_WORK TO COMPLETE_:
Rewrite every line from the one containing "Target: second dorsal fin" down to the end of the material. Multiply each x and y coordinate in the answers by 1.8 and round to whole numbers, rounding halves up, and keep all other lines unchanged.

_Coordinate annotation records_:
^^^^^^^^^^^^^^^^

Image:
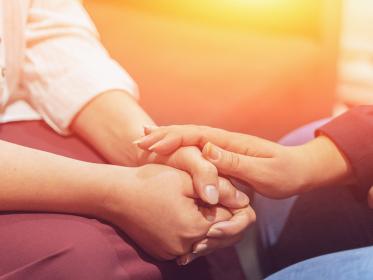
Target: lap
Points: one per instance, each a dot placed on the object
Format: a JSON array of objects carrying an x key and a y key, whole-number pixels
[
  {"x": 354, "y": 264},
  {"x": 59, "y": 246}
]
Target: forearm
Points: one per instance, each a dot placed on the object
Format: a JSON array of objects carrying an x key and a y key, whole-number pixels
[
  {"x": 33, "y": 180},
  {"x": 110, "y": 123},
  {"x": 325, "y": 165}
]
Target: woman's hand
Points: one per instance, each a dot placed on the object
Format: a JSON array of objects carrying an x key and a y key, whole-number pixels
[
  {"x": 158, "y": 208},
  {"x": 205, "y": 177},
  {"x": 272, "y": 169}
]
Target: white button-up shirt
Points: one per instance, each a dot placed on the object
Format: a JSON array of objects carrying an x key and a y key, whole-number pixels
[{"x": 51, "y": 62}]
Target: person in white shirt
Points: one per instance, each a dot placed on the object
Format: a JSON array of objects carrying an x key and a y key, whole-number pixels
[{"x": 54, "y": 69}]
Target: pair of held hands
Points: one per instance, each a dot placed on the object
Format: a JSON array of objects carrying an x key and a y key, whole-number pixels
[{"x": 271, "y": 169}]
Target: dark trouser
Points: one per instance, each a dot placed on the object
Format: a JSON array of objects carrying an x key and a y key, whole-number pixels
[
  {"x": 316, "y": 223},
  {"x": 58, "y": 246}
]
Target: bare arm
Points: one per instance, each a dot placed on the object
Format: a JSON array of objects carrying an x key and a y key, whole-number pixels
[{"x": 33, "y": 180}]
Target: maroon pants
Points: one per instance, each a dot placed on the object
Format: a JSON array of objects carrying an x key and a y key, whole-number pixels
[{"x": 59, "y": 246}]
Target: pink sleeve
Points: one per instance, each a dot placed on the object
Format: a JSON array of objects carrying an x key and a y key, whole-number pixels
[{"x": 65, "y": 65}]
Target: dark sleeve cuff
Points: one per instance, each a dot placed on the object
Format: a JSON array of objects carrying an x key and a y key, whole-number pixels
[{"x": 352, "y": 133}]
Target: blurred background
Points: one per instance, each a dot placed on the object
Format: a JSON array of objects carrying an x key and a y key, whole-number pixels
[
  {"x": 262, "y": 67},
  {"x": 256, "y": 66}
]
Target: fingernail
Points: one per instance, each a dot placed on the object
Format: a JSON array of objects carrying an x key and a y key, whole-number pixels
[
  {"x": 191, "y": 257},
  {"x": 212, "y": 194},
  {"x": 242, "y": 198},
  {"x": 150, "y": 127},
  {"x": 182, "y": 260},
  {"x": 212, "y": 152},
  {"x": 210, "y": 218},
  {"x": 200, "y": 248},
  {"x": 217, "y": 229},
  {"x": 138, "y": 141}
]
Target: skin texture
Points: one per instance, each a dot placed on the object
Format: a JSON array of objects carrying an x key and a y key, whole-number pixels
[
  {"x": 113, "y": 120},
  {"x": 167, "y": 227},
  {"x": 271, "y": 169}
]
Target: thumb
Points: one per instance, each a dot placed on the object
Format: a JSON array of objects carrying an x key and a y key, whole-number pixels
[{"x": 233, "y": 164}]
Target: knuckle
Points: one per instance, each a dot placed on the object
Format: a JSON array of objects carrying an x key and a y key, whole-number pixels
[
  {"x": 234, "y": 162},
  {"x": 205, "y": 167}
]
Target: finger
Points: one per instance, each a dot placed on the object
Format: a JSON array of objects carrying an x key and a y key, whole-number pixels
[
  {"x": 229, "y": 163},
  {"x": 231, "y": 197},
  {"x": 147, "y": 141},
  {"x": 206, "y": 247},
  {"x": 241, "y": 220},
  {"x": 167, "y": 145},
  {"x": 149, "y": 128},
  {"x": 370, "y": 197},
  {"x": 204, "y": 173},
  {"x": 214, "y": 214}
]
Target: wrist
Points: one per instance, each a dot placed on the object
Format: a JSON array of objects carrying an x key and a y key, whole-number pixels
[
  {"x": 324, "y": 164},
  {"x": 110, "y": 184}
]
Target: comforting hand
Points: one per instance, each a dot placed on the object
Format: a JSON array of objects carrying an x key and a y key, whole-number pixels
[
  {"x": 204, "y": 174},
  {"x": 158, "y": 208},
  {"x": 272, "y": 169}
]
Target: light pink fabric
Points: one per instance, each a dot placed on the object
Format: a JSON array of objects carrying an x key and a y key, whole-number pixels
[{"x": 54, "y": 59}]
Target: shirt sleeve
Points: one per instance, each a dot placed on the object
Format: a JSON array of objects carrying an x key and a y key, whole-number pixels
[
  {"x": 65, "y": 65},
  {"x": 352, "y": 132}
]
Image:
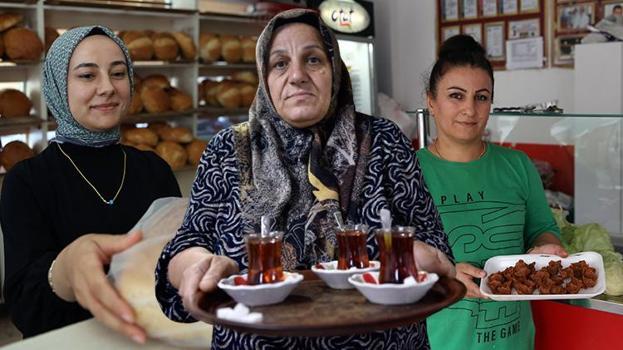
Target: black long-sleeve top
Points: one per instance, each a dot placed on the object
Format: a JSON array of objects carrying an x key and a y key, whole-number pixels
[{"x": 45, "y": 205}]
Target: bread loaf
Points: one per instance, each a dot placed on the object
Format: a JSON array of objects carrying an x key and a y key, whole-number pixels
[
  {"x": 14, "y": 152},
  {"x": 231, "y": 49},
  {"x": 22, "y": 44},
  {"x": 13, "y": 103},
  {"x": 189, "y": 51},
  {"x": 195, "y": 150},
  {"x": 209, "y": 47},
  {"x": 172, "y": 153}
]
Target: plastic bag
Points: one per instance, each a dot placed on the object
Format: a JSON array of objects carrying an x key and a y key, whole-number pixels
[{"x": 132, "y": 272}]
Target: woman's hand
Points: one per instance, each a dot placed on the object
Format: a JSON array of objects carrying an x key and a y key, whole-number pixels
[
  {"x": 431, "y": 259},
  {"x": 466, "y": 273},
  {"x": 78, "y": 275},
  {"x": 195, "y": 272}
]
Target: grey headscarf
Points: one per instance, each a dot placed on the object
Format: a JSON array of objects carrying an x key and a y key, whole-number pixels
[{"x": 55, "y": 73}]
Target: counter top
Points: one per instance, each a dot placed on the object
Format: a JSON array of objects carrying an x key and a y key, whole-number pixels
[{"x": 89, "y": 334}]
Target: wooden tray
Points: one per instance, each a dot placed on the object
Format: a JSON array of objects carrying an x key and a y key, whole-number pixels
[{"x": 314, "y": 309}]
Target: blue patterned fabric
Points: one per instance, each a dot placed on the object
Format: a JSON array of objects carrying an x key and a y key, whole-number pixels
[
  {"x": 392, "y": 180},
  {"x": 55, "y": 73}
]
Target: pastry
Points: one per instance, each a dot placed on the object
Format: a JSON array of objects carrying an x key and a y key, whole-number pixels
[
  {"x": 177, "y": 134},
  {"x": 165, "y": 47},
  {"x": 13, "y": 103},
  {"x": 231, "y": 49},
  {"x": 195, "y": 150},
  {"x": 172, "y": 153},
  {"x": 9, "y": 19},
  {"x": 180, "y": 101},
  {"x": 139, "y": 136},
  {"x": 22, "y": 44},
  {"x": 209, "y": 47},
  {"x": 14, "y": 152},
  {"x": 189, "y": 51},
  {"x": 155, "y": 99},
  {"x": 248, "y": 49},
  {"x": 228, "y": 95}
]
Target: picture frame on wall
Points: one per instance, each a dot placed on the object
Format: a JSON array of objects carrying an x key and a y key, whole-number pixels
[
  {"x": 494, "y": 40},
  {"x": 449, "y": 10},
  {"x": 474, "y": 30},
  {"x": 470, "y": 8},
  {"x": 510, "y": 7},
  {"x": 489, "y": 8},
  {"x": 564, "y": 48},
  {"x": 448, "y": 32},
  {"x": 575, "y": 16},
  {"x": 529, "y": 6},
  {"x": 527, "y": 28}
]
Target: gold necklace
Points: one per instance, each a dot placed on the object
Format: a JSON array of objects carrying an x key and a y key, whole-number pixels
[
  {"x": 112, "y": 201},
  {"x": 484, "y": 149}
]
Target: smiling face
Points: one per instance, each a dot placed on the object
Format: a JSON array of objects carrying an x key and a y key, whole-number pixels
[
  {"x": 98, "y": 87},
  {"x": 461, "y": 104},
  {"x": 299, "y": 75}
]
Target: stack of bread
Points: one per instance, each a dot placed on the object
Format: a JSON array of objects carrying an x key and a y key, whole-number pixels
[
  {"x": 14, "y": 103},
  {"x": 154, "y": 94},
  {"x": 230, "y": 48},
  {"x": 18, "y": 43},
  {"x": 176, "y": 145},
  {"x": 236, "y": 91},
  {"x": 14, "y": 152},
  {"x": 148, "y": 45}
]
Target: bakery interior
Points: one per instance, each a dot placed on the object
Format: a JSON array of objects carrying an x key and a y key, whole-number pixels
[{"x": 558, "y": 97}]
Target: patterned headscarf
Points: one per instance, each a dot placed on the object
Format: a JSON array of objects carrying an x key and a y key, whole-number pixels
[
  {"x": 55, "y": 73},
  {"x": 302, "y": 177}
]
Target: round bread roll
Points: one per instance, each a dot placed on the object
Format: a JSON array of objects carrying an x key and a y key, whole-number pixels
[
  {"x": 209, "y": 47},
  {"x": 50, "y": 35},
  {"x": 231, "y": 49},
  {"x": 211, "y": 90},
  {"x": 13, "y": 103},
  {"x": 177, "y": 134},
  {"x": 172, "y": 153},
  {"x": 245, "y": 76},
  {"x": 189, "y": 51},
  {"x": 14, "y": 152},
  {"x": 180, "y": 101},
  {"x": 155, "y": 99},
  {"x": 248, "y": 49},
  {"x": 247, "y": 94},
  {"x": 22, "y": 44},
  {"x": 157, "y": 80},
  {"x": 165, "y": 47},
  {"x": 9, "y": 19},
  {"x": 139, "y": 136},
  {"x": 195, "y": 150},
  {"x": 228, "y": 95}
]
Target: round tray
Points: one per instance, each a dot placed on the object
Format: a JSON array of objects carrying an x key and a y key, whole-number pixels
[{"x": 314, "y": 309}]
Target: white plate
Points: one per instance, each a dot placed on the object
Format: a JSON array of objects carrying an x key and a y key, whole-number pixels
[
  {"x": 499, "y": 263},
  {"x": 338, "y": 279},
  {"x": 260, "y": 294},
  {"x": 393, "y": 293}
]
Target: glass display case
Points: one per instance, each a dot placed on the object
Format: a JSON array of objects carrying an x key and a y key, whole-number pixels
[{"x": 579, "y": 158}]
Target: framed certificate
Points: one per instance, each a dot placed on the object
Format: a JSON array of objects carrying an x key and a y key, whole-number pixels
[
  {"x": 489, "y": 8},
  {"x": 527, "y": 28},
  {"x": 449, "y": 10},
  {"x": 475, "y": 30},
  {"x": 494, "y": 40},
  {"x": 470, "y": 9}
]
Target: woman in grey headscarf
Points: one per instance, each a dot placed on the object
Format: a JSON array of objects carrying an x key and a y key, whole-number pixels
[
  {"x": 56, "y": 205},
  {"x": 304, "y": 154}
]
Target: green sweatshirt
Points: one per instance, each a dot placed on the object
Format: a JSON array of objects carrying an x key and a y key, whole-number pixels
[{"x": 491, "y": 206}]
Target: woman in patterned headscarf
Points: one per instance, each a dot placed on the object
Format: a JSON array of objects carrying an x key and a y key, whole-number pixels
[
  {"x": 304, "y": 155},
  {"x": 84, "y": 182}
]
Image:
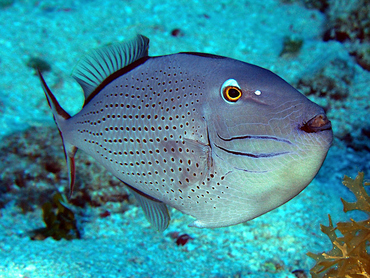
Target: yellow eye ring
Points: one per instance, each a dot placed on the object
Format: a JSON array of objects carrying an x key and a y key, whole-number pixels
[{"x": 232, "y": 93}]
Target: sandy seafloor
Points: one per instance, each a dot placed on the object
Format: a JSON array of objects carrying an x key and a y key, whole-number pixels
[{"x": 124, "y": 245}]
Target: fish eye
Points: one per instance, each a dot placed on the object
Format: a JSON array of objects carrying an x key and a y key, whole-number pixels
[{"x": 231, "y": 91}]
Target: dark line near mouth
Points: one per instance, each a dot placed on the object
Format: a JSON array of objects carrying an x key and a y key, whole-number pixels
[
  {"x": 262, "y": 155},
  {"x": 255, "y": 137}
]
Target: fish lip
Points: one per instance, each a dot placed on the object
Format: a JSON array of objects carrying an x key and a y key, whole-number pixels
[{"x": 316, "y": 124}]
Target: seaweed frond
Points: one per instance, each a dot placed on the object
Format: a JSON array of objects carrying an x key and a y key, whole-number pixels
[{"x": 349, "y": 257}]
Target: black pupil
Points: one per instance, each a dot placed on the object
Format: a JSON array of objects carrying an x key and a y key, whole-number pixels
[{"x": 234, "y": 93}]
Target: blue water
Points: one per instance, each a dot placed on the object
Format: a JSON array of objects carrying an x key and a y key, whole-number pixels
[{"x": 124, "y": 244}]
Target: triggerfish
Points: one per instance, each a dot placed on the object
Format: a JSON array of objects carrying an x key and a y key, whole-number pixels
[{"x": 216, "y": 138}]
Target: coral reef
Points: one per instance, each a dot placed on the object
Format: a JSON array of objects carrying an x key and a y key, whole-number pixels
[{"x": 349, "y": 256}]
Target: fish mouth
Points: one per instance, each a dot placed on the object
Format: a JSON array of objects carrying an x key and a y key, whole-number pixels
[{"x": 317, "y": 124}]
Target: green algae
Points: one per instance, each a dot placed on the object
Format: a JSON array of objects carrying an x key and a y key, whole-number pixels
[{"x": 349, "y": 254}]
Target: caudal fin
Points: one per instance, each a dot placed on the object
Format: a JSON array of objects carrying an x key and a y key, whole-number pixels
[{"x": 60, "y": 116}]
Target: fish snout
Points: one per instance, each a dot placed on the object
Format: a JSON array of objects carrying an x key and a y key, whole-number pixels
[{"x": 318, "y": 123}]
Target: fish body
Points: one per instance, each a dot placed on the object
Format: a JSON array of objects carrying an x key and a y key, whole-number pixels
[{"x": 219, "y": 139}]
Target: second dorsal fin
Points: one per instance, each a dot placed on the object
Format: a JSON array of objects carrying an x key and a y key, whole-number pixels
[{"x": 100, "y": 63}]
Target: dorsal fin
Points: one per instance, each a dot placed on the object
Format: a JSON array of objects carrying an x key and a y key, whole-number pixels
[{"x": 100, "y": 63}]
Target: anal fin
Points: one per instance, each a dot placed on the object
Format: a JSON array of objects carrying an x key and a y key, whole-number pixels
[{"x": 155, "y": 211}]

^^^^^^^^^^^^^^^^

_TASK RESULT_:
Target: second dorsal fin
Points: one per instance, each a dot placed on the object
Format: a JSON array of objects carrying an x key and a y key, whole-number pixels
[{"x": 180, "y": 113}]
Target: dorsal fin
Points: one per instance, each a dot placed on the object
Format: a JSON array of objects carrying an x key and a y key, whole-number pixels
[{"x": 180, "y": 113}]
Target: anal fin
Points: one per instance, each a dot placed on the object
Format: a JSON array of objects carrying an x key and a y key, whole-number pixels
[{"x": 279, "y": 380}]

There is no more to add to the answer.